### What to do
a: In the editorial on Nitish Kumar's remarks, rewrite everything from "The way in which" down to "demeaning of women.", with "opprobrium" changed to "condemnation".
b: According to the editorial on Nitish Kumar's remarks, who joined in to rebuke him over his comments in the Assembly?

AA Edit | Nitish’s remarks unbecoming

The Asian Age.

Opinion, Edit

Nitish Kumar’s profuse apology may have been an admission to his wrong choice of platform to speak disparagingly of women

Bihar Chief Minister Nitish Kumar. (PTI)

The storm over Nitish Kumar’s comments on population control may not die down with his apology. He had said the same things before in public meetings in rural Bihar but what made the difference was that he said it in the Assembly and provoked an outsized outrage that saw the Prime Minister also joining in to rebuke one of the country’s most senior politicians,

The way in which the statement was made regarding educated women knowing what to do about avoiding contraception, and with gestures too, made it seem a lot worse, hence drawing opprobrium as being misogynistic, patriarchal, chauvinistic and all too demeaning of women.

Had the same been spoken in a biology class it may not have drawn the attention it did. Even so, it was remiss of a veteran leader to have allowed a stag party kind of humour to spill into legislative premises.

### Extracted information

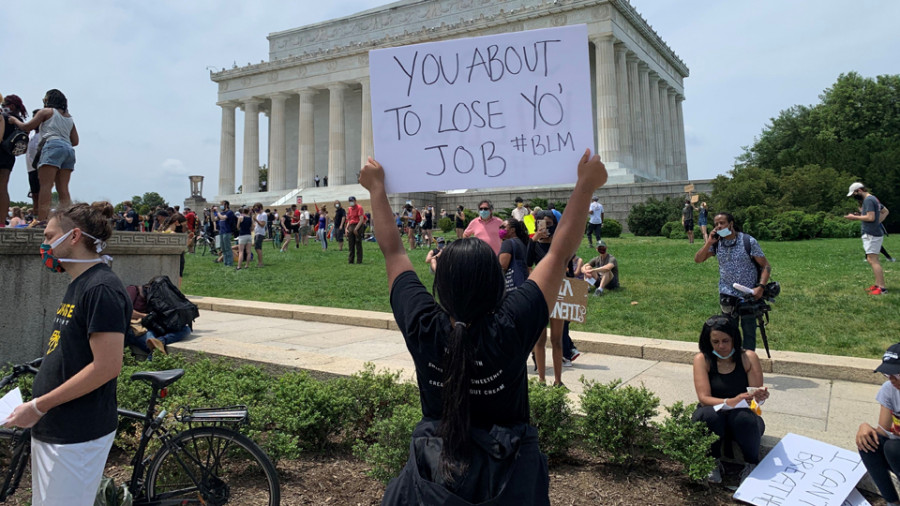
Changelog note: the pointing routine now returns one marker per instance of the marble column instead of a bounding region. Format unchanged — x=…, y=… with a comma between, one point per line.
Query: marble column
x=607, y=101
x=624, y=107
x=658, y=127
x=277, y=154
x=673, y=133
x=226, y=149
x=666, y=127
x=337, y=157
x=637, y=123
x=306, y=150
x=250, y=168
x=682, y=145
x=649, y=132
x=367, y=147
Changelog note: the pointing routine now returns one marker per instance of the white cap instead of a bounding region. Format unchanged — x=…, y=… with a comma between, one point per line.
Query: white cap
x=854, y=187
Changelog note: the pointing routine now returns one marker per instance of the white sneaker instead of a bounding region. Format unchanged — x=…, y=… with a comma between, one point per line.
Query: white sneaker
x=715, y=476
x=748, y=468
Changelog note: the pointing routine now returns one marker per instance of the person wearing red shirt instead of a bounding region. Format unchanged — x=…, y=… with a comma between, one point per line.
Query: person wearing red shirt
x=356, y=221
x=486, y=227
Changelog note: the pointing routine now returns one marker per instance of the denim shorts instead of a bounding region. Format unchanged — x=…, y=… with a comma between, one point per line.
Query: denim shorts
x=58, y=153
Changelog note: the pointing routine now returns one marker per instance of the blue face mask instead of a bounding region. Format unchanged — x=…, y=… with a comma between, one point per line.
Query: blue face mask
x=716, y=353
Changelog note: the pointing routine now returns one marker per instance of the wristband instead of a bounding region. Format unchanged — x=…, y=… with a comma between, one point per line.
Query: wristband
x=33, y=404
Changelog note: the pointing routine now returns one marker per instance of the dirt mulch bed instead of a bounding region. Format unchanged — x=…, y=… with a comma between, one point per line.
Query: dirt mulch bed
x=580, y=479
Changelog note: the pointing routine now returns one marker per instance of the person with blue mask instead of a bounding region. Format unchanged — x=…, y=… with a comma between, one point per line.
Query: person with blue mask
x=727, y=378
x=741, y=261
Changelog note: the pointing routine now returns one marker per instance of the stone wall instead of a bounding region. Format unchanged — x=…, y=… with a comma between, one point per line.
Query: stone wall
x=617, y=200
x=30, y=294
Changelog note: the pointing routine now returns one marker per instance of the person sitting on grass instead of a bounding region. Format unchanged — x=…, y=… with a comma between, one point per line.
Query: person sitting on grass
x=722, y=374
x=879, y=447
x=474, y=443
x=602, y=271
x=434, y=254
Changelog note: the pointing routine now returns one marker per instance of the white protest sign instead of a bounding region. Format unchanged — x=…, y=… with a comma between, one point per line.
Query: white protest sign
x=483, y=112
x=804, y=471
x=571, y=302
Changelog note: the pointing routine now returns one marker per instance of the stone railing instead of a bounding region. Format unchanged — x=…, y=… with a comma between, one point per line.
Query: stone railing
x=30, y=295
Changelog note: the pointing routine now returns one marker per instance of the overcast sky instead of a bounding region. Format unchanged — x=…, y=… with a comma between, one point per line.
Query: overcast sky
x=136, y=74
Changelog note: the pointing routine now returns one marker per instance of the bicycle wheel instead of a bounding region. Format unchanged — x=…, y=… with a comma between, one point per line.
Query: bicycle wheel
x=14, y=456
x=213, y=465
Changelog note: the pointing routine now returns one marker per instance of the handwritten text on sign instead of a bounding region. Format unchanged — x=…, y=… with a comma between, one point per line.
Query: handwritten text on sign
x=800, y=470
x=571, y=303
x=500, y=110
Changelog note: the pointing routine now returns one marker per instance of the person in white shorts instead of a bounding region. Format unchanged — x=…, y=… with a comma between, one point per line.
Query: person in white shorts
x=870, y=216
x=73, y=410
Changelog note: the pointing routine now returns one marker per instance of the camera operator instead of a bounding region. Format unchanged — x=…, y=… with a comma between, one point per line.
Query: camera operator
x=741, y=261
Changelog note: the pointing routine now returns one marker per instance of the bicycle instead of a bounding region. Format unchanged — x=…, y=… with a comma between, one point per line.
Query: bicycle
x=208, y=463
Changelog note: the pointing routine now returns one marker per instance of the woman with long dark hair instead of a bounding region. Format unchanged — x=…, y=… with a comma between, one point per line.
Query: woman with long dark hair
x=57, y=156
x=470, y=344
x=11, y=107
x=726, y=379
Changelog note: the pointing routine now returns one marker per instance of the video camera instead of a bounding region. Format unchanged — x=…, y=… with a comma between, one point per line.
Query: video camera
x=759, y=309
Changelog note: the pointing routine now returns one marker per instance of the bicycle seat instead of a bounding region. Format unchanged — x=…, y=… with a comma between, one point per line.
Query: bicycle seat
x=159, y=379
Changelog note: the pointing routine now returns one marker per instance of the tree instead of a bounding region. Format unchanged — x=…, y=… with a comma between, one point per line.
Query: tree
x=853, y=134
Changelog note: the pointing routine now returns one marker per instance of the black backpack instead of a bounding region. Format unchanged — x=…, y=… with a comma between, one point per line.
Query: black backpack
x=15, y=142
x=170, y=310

### Answers by item number
a:
The way in which the statement was made regarding educated women knowing what to do about avoiding contraception, and with gestures too, made it seem a lot worse, hence drawing condemnation as being misogynistic, patriarchal, chauvinistic and all too demeaning of women.

b: The Prime Minister.